## Exercise brief
Render this sentence from the passage below on hospitals preparing for holiday COVID surges into Spanish: "Dr. Hanks discussed how SPHP hospitals are preparing and also what he sees as the light at the end of the tunnel."

## Passage shown
========
WTEN: Healthcare Workers Buckle Down for Predicted Holiday COVID Spikes

WTEN interviewed Steven Hanks, M.D., chief clinical officer for St. Peter’s Health Partners, about the expected surge of COVID-19 patients as we enter the holiday season.

Dr. Hanks discussed how SPHP hospitals are preparing and also what he sees as the light at the end of the tunnel.

From the story:

Hanks further adds they’ve restructured what a hospital stay might look like to curb COVID during and after the holidays.

“We’ve added an additional ICU so we have a non-COVID ICU, in addition to a COVID ICU. We’ve developed team models of care, because staffing is an issue across the entire country right now. That’s one of the most significant changes we’ve made,” he says.

He explains the new team model would increase patients for a nurse practitioner, who on average may usually only have six patients, to now around 10. However, he says that nurse would also be supported by a team of paraprofessionals.
========
## Collected material
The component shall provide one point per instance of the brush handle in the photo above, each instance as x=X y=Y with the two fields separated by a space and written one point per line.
========
## Written response
El Dr. Hanks habló de cómo se están preparando los hospitales de SPHP y también de lo que él considera la luz al final del túnel.